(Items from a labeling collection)
▼
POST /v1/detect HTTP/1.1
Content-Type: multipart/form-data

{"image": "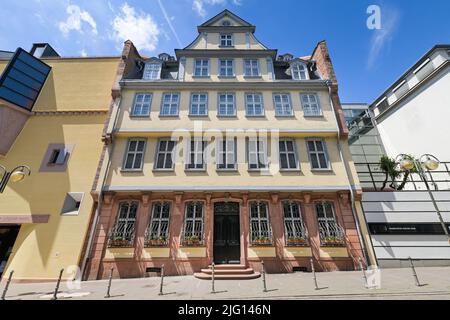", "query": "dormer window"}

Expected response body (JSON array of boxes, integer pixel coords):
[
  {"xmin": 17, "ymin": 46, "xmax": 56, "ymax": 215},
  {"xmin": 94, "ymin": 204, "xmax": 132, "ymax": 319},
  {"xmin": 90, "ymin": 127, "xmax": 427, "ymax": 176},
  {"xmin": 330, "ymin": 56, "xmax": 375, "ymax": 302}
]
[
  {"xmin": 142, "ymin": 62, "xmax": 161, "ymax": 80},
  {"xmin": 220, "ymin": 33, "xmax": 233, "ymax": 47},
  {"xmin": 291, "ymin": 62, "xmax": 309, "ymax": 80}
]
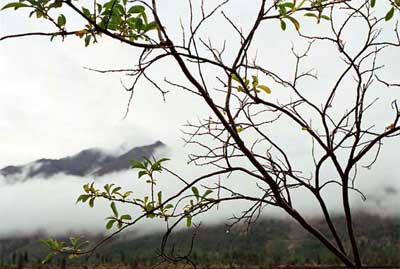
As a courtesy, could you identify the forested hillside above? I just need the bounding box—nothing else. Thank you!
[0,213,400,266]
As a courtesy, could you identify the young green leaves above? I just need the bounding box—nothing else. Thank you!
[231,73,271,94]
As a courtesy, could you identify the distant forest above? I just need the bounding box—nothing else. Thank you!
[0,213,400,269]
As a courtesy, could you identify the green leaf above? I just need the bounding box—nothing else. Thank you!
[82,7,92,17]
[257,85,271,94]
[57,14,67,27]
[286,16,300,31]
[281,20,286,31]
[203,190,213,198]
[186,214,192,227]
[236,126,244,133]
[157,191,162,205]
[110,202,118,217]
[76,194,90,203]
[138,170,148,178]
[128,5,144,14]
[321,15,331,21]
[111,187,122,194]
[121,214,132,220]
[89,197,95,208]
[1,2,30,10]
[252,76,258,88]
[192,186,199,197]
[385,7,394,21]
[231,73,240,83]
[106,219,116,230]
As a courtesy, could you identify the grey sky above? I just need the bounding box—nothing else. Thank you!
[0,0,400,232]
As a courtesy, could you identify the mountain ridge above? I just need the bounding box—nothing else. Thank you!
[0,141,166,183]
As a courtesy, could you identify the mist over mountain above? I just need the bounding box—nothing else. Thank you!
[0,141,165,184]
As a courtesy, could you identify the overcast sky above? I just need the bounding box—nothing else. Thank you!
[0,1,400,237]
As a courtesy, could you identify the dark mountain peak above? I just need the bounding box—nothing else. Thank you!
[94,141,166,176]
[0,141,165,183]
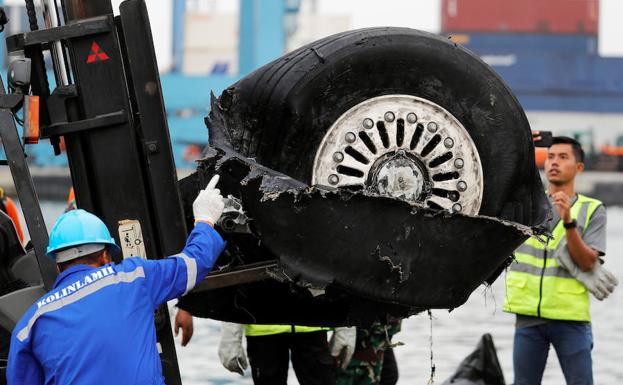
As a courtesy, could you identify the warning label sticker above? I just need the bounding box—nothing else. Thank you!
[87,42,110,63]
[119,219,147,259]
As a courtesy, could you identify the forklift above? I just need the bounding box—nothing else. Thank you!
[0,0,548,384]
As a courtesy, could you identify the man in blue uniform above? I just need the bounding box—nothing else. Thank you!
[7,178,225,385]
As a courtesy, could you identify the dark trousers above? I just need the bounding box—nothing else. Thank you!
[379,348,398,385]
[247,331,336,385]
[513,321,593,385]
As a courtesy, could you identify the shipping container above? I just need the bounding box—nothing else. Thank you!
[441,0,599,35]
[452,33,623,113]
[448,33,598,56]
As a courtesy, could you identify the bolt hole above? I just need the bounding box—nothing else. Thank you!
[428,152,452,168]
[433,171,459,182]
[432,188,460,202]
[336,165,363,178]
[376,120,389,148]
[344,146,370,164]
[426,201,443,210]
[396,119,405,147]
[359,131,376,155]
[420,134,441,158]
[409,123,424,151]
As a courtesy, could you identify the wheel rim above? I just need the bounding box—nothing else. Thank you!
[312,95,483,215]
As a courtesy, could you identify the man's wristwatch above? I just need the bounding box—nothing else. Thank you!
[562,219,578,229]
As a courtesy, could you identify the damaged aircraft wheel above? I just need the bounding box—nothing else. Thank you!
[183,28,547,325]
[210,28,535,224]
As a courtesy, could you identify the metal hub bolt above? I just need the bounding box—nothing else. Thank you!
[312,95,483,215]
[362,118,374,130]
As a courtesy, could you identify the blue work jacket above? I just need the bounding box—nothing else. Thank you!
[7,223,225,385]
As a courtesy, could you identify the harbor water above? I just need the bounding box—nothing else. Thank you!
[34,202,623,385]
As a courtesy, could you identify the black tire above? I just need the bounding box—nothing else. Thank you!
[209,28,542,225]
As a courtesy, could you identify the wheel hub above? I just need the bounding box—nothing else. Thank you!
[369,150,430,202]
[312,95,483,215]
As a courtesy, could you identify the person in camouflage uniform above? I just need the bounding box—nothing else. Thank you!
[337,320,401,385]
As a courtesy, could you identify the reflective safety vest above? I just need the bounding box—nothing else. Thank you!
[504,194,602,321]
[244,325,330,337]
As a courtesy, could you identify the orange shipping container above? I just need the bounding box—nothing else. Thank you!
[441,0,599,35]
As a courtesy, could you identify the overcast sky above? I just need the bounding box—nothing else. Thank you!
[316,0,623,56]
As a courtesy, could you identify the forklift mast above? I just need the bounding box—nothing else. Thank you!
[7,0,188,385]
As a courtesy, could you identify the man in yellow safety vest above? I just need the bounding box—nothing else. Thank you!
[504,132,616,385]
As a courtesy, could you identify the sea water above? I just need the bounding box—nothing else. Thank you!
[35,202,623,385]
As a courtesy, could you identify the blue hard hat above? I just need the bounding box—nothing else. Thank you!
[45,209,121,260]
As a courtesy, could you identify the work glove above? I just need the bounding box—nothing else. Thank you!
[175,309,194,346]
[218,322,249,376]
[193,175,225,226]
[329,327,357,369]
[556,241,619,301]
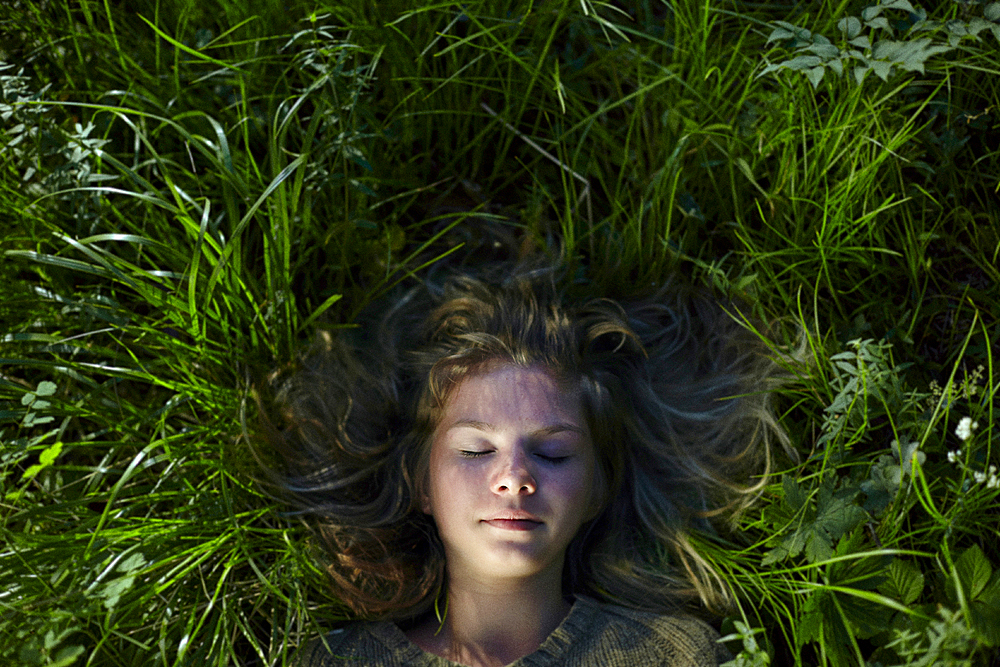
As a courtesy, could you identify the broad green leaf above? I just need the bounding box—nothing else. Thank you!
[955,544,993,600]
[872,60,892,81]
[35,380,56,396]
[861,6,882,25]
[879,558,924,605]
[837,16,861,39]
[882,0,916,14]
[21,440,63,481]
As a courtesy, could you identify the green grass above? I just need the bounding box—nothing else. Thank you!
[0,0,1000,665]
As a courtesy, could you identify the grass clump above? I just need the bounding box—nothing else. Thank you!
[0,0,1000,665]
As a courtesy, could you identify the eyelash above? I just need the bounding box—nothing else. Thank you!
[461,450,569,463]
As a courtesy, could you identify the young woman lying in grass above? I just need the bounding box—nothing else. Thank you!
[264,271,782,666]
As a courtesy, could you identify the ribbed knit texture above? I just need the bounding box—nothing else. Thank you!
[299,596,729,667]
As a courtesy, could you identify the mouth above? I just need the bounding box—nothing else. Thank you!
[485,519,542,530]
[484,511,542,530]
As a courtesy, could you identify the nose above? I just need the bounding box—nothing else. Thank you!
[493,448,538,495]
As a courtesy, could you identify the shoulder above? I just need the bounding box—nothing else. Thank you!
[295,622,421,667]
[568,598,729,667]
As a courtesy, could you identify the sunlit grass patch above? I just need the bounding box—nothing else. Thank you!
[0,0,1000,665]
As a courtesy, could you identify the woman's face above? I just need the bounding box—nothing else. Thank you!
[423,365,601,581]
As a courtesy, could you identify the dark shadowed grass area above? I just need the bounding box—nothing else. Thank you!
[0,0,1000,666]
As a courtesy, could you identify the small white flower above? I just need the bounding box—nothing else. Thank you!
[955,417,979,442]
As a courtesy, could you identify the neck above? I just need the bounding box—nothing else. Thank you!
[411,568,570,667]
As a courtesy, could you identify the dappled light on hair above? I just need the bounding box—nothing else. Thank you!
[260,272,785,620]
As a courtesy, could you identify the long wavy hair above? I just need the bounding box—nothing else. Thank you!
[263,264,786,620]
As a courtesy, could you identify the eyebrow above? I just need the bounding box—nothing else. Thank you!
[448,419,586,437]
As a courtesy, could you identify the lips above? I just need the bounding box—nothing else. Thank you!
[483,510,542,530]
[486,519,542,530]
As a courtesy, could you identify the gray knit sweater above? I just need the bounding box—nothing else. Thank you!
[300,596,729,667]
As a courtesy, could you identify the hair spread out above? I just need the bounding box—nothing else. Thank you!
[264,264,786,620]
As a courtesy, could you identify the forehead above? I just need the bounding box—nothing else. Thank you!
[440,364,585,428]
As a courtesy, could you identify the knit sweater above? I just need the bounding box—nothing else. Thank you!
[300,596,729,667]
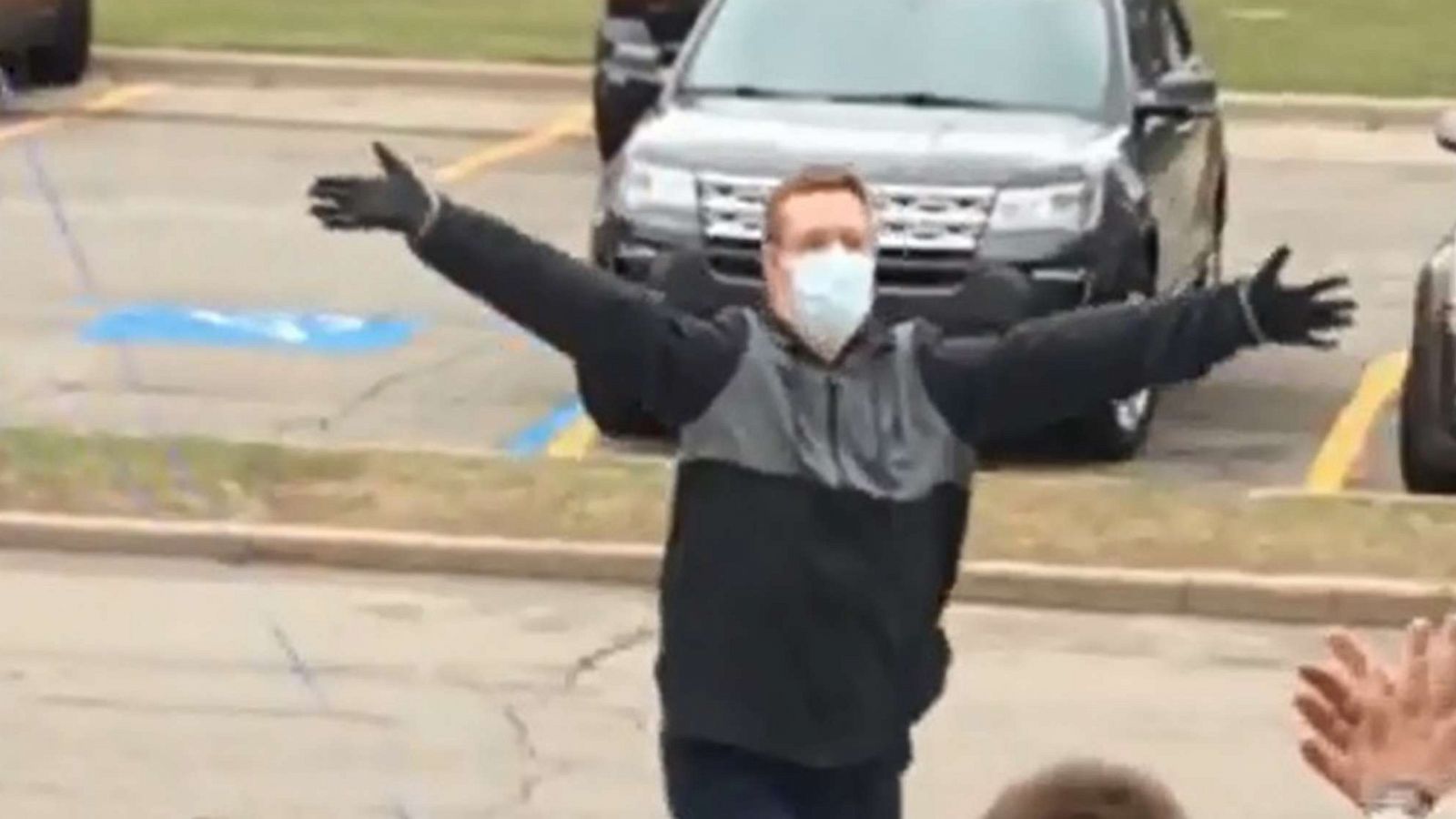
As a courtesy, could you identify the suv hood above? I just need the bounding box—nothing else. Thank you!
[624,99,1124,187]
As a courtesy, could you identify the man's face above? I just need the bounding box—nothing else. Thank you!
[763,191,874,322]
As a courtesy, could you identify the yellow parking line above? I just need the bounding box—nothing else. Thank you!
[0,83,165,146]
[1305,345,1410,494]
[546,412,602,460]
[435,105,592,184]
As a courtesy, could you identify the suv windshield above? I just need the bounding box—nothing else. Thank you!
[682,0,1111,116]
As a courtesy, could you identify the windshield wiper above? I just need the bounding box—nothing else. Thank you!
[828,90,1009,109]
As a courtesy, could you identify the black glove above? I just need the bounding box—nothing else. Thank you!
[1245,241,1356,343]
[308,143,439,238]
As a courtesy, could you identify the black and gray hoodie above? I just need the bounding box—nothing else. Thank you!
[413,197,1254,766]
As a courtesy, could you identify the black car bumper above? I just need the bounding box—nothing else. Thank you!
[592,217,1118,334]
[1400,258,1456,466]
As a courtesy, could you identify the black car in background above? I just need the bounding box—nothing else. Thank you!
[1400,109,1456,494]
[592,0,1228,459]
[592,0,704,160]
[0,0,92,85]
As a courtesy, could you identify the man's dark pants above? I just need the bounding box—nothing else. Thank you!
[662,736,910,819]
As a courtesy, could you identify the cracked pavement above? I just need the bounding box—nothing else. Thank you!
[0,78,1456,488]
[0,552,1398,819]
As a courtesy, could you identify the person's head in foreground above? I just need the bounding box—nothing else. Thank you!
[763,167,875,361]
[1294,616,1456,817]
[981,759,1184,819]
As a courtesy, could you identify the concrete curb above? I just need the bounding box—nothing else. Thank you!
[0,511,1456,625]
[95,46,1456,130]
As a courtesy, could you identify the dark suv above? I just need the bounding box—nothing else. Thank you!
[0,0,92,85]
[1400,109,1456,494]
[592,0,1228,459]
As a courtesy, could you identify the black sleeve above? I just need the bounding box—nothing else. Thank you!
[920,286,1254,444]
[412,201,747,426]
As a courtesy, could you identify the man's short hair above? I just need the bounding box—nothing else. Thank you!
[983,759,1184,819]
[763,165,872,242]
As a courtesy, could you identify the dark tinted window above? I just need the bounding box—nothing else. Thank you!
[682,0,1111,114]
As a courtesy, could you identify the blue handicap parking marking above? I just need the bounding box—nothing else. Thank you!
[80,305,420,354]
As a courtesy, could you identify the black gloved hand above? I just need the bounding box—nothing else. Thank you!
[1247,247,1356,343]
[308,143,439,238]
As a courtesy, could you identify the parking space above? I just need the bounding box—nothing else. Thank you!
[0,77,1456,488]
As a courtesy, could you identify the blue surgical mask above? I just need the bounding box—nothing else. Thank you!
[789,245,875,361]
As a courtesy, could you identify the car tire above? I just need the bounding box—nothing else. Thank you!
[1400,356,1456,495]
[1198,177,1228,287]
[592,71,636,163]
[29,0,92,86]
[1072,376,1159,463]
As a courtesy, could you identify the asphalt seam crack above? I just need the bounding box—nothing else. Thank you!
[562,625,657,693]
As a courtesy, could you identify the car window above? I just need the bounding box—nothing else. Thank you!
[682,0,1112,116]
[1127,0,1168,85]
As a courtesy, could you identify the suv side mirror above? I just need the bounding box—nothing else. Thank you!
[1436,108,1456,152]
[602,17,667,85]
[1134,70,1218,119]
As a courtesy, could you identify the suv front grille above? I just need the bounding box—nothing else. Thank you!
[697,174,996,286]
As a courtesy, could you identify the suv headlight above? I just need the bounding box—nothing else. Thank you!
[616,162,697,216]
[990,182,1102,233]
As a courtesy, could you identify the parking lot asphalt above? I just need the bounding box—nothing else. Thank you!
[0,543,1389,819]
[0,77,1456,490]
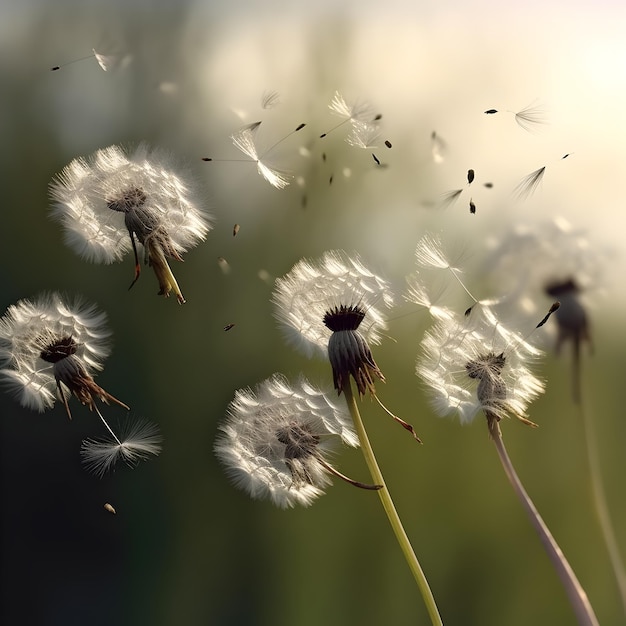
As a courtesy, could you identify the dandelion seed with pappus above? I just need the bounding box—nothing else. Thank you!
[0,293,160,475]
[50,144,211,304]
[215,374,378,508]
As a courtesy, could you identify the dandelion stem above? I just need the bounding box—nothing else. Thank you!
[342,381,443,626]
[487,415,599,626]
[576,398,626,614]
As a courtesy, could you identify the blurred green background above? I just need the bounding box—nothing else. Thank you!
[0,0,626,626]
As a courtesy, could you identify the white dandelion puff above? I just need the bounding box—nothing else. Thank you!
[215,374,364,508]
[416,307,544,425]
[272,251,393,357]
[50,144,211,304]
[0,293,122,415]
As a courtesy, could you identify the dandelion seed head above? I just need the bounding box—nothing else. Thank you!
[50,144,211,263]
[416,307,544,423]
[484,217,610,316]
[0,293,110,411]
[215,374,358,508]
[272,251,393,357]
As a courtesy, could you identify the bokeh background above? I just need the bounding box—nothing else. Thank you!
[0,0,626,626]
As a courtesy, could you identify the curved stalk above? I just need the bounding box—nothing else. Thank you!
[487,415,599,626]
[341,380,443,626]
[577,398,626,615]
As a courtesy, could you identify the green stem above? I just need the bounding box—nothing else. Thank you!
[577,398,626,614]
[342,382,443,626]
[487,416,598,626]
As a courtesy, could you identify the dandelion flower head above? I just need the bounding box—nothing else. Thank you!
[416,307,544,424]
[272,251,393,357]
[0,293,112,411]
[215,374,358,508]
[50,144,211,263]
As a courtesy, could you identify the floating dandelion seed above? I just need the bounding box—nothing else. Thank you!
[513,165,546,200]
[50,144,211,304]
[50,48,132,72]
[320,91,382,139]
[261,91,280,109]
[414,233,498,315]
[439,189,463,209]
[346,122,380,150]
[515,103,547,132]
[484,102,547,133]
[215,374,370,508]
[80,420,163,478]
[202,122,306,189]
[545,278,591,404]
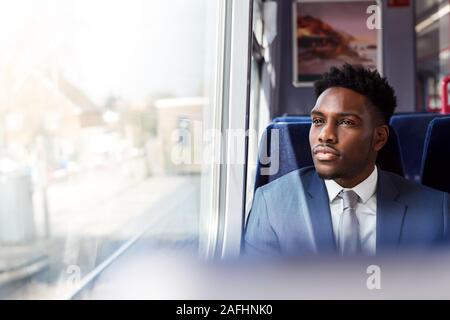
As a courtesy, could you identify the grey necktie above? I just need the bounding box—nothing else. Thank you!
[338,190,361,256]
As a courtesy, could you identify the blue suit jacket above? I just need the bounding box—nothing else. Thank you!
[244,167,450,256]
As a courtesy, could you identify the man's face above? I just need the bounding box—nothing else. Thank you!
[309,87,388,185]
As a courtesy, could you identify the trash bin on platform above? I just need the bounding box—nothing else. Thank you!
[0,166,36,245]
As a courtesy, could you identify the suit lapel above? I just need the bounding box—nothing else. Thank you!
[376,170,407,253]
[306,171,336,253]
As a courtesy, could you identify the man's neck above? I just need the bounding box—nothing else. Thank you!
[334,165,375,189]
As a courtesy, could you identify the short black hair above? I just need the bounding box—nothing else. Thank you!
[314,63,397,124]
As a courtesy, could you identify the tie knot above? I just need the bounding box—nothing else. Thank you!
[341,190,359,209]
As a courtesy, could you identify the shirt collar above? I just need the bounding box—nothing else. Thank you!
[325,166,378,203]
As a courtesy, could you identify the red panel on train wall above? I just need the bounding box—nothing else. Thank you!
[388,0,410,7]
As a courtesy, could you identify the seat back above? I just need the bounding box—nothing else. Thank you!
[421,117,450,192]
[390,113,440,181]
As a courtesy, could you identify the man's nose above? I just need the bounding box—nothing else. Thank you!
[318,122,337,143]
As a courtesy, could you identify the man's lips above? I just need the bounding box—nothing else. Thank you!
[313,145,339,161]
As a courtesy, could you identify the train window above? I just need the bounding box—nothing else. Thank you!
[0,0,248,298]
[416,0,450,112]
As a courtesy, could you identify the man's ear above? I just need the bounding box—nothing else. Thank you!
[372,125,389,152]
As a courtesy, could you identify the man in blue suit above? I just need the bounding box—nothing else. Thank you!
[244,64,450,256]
▲
What you need to do:
Extract each line of the records above that contains the word "sweater".

Solution below:
As a courtesy, could you identify the gray knit sweater above? I just need the bounding box—nothing else. Thank you!
As a courtesy, could you identify the knit sweater above? I just need the bounding box—nothing else. Thank you!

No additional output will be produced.